TASK REQUIREMENTS
Please reproduce, exactly and in full, the lines running from the one that contains "Holes are decided by fill-rule evenodd." to the end of the entries.

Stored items
########################################

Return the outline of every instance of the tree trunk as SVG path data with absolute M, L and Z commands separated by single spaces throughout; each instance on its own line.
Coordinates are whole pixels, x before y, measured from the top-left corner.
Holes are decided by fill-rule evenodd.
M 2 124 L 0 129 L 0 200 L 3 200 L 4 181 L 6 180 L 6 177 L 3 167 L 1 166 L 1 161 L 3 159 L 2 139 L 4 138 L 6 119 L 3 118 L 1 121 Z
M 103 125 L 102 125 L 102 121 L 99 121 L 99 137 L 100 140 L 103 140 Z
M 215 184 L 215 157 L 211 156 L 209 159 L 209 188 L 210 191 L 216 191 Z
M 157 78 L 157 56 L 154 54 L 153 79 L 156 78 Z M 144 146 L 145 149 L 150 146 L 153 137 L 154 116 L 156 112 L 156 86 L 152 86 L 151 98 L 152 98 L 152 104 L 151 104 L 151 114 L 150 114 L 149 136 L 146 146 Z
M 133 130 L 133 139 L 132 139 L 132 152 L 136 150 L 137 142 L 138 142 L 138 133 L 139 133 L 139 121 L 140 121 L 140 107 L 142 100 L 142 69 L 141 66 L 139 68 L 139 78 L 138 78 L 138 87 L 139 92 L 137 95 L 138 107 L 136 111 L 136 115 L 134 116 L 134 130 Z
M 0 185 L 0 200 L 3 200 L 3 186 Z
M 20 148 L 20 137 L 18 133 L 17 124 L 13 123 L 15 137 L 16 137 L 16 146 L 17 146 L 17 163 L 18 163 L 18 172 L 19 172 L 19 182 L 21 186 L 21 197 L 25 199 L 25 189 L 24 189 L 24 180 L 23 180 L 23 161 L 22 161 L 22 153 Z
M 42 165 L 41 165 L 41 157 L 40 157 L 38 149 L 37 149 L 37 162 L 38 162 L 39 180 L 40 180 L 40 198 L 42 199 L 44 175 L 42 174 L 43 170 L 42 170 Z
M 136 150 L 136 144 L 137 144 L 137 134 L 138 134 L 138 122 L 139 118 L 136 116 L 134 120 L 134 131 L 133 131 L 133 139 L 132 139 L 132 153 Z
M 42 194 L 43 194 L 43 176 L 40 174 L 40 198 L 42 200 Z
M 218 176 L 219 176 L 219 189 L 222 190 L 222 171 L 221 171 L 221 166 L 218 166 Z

########################################

ANSWER TO THIS PROBLEM
Holes are decided by fill-rule evenodd.
M 2 124 L 0 129 L 0 200 L 3 200 L 4 181 L 6 180 L 6 177 L 3 167 L 1 166 L 1 161 L 3 159 L 2 139 L 4 138 L 6 119 L 3 118 L 1 121 Z
M 103 125 L 102 125 L 102 121 L 99 121 L 99 137 L 100 140 L 103 140 Z
M 215 184 L 215 157 L 211 156 L 209 159 L 209 188 L 210 191 L 216 191 Z
M 157 78 L 157 56 L 154 54 L 153 79 L 156 78 Z M 144 146 L 145 149 L 150 146 L 153 137 L 154 116 L 156 112 L 156 86 L 152 86 L 151 98 L 152 98 L 152 104 L 151 104 L 151 114 L 150 114 L 149 136 L 146 146 Z
M 133 130 L 133 139 L 132 139 L 132 152 L 136 150 L 137 142 L 138 142 L 138 133 L 139 133 L 139 121 L 140 121 L 140 107 L 142 100 L 142 69 L 141 66 L 139 68 L 139 78 L 138 78 L 138 87 L 139 92 L 137 95 L 138 107 L 136 111 L 136 115 L 134 116 L 134 130 Z
M 0 185 L 0 200 L 3 200 L 3 186 Z
M 20 148 L 20 137 L 18 133 L 17 124 L 13 123 L 15 137 L 16 137 L 16 146 L 17 146 L 17 163 L 18 163 L 18 172 L 19 172 L 19 182 L 21 186 L 21 197 L 25 199 L 25 189 L 24 189 L 24 180 L 23 180 L 23 161 L 22 161 L 22 153 Z
M 42 165 L 41 165 L 41 157 L 40 157 L 38 149 L 37 149 L 37 162 L 38 162 L 39 180 L 40 180 L 40 198 L 42 199 L 44 175 L 42 174 L 43 170 L 42 170 Z
M 136 150 L 136 144 L 137 144 L 137 134 L 138 134 L 138 122 L 139 118 L 136 116 L 134 120 L 134 131 L 133 131 L 133 139 L 132 139 L 132 153 Z
M 42 194 L 43 194 L 43 176 L 40 174 L 40 198 L 42 200 Z
M 218 176 L 219 176 L 219 189 L 222 190 L 222 171 L 221 171 L 221 166 L 218 166 Z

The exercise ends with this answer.